_Check your understanding_
(1) From the Tour du Mont-Blanc walking-times text, extract everything from "It is up to" down to "hour on trails.".
(2) According to the Tour du Mont-Blanc walking-times text, why should walkers allow a fairly large safety margin in their schedule? Answer in one to three sentences.
(3) Proceed with the Tour du Mont-Blanc walking-times text from where it stops.

--- Page extract ---

STEPS AND WALKING TIMES
Knowing the walking times :
The walking times indicated on this site, as well as on the signposting that you will find throughout the Tour du Mont-Blanc, are actual walking times.
This means that they do not take into account breaks or meal times.
These are "average" walking times which can be respected by anyone who walks "normally", is in good health and walks regularly.
It is however very important to note that the weight of the rucksack is an essential factor in the possibility - or not - to respect these times.
It is up to each person to estimate his or her own weight in relation to the criteria usually recognised as a basis for calculation, and thus to know how to modulate his or her own walking time forecasts.
The times are calculated as follows:
On the way up: gain of 300 metres of ascent per hour
On the way down: loss of 450 metres of ascent per hour.
(This figure can nevertheless reach 500 metres of ascent per hour on easy terrain, off mountain trails)
On reasonably "flat" sections: 3.5 Kilometres of distance per hour on trails.
(This figure can be as high as 4 to 4.2 kilometres per hour on easy terrain, such as a carriageway or a stretch of road).
Plan ahead, be within your maximum capacity, and allow yourself a safety margin in case of unforeseen circumstances.
Any mountain itinerary can present serious difficulties depending on the season (snow cover at high altitudes) or atmospheric conditions (fog, storms, snowfalls sometimes...). Study the route carefully and do not underestimate its length, especially with children. Leave early and allow for a fairly large safety margin in the walking schedule (see above)...

--- Entries provided ---

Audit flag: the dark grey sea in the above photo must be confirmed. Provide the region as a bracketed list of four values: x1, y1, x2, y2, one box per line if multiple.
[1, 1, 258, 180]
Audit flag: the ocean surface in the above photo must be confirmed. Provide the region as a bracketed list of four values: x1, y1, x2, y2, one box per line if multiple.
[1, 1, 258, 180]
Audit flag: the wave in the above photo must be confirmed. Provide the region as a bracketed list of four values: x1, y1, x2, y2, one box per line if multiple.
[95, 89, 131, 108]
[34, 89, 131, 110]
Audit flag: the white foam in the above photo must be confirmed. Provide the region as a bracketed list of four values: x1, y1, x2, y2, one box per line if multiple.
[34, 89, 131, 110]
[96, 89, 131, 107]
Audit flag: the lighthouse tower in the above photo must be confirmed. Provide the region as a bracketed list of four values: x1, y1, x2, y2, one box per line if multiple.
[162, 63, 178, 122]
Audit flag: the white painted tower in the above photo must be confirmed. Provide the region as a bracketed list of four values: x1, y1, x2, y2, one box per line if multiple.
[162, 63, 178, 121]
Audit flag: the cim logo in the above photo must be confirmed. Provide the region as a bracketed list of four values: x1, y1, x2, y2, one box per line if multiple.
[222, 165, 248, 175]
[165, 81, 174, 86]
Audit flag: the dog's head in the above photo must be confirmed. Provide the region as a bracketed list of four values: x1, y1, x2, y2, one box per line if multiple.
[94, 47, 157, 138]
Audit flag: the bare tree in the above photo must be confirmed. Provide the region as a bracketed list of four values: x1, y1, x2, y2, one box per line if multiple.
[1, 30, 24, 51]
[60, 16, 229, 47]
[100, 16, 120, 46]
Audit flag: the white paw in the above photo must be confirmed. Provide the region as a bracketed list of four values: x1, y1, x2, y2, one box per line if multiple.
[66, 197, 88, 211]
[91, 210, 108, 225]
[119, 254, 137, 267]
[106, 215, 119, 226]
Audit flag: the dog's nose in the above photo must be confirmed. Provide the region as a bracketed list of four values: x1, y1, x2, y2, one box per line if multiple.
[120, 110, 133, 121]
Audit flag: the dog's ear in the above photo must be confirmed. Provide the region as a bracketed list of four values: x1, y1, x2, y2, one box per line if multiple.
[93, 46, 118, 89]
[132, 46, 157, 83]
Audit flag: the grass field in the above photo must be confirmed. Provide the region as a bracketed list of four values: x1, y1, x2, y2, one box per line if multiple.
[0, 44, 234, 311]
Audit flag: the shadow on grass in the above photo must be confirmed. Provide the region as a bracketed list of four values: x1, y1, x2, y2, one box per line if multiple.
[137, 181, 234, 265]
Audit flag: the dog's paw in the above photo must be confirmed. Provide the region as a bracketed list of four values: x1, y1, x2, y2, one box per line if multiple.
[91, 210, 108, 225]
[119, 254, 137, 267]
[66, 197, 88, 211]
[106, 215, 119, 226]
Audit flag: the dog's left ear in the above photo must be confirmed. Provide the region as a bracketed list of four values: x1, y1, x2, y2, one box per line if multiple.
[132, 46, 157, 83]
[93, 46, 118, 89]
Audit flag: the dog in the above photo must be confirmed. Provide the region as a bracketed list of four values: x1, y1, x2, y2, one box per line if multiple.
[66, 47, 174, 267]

---

_Exercise results_
(1)
It is up to each person to estimate his or her own weight in relation to the criteria usually recognised as a basis for calculation, and thus to know how to modulate his or her own walking time forecasts.
The times are calculated as follows:
On the way up: gain of 300 metres of ascent per hour
On the way down: loss of 450 metres of ascent per hour.
(This figure can nevertheless reach 500 metres of ascent per hour on easy terrain, off mountain trails)
On reasonably "flat" sections: 3.5 Kilometres of distance per hour on trails.

(2) Any mountain itinerary can present serious difficulties depending on the season, such as snow cover at high altitudes. Atmospheric conditions like fog, storms, or sometimes snowfalls can also cause them. A safety margin covers such unforeseen circumstances.

(3)
The mountain climate is harsh and the weather can change dramatically. Bring warm, waterproof clothing and good walking shoes.
Do not go alone! Tell your family or friends where you are going.
Do not take shortcuts: they cause gullies which, aggravated by rainwater run-off, damage the soil and vegetation. Picnics on walks can be a feast: to avoid damaging the sites, take a plastic bag for your leftovers.
Please note: dogs are not allowed inside the nature reserves.
The presence of the wolf requires shepherds to have protection dogs with their herds. Go around the herd when possible; "announce yourself" and do not surprise the dogs; do not threaten them; stay calm and put a material "barrier" between you and the dog, such as a rucksack or an outfit; stop and do not run; always stay in front of the dog; be patient so that the dog identifies you and judges that you are not a threat to the herd that it must guard and defend.
If you have a dog yourself, keep it on a lead.
CODE OF CONDUCT
If the path remains the "territory of Man", walking outside it means, for today's hiker, transgressing the rule and encroaching on the territory of the wild beasts which, as a result, abandon it for other, more remote places.
Cable cars and mountain trains allow everyone to discover the high mountains. These are private and paying facilities that can be used to shorten your hike.
The itineraries described on this site are always subject to change and the Community of Communes Pays du Mont-Blanc cannot be held responsible for these changes.